§ **WHAT IS REQUIRED**
Though the entries contain pictures, the copy you make should hold only the rest, exactly as written.

Dataset excerpts:
▼

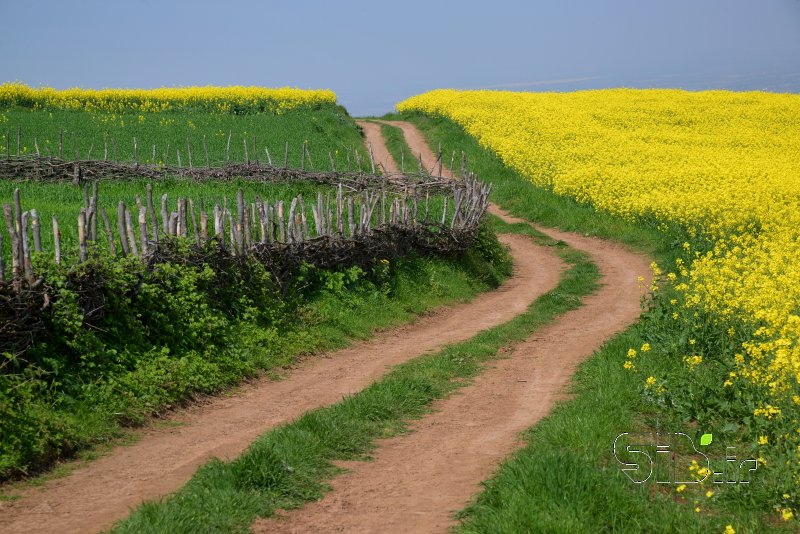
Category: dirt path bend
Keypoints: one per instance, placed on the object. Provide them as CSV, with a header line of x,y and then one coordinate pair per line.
x,y
418,481
94,496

▲

§ **TASK ANSWER**
Category: dirt path bend
Keypoints: one per instance, placed on the object. Provide them as CSV, with a header line of x,y and then one coordinate pair per line.
x,y
418,481
94,496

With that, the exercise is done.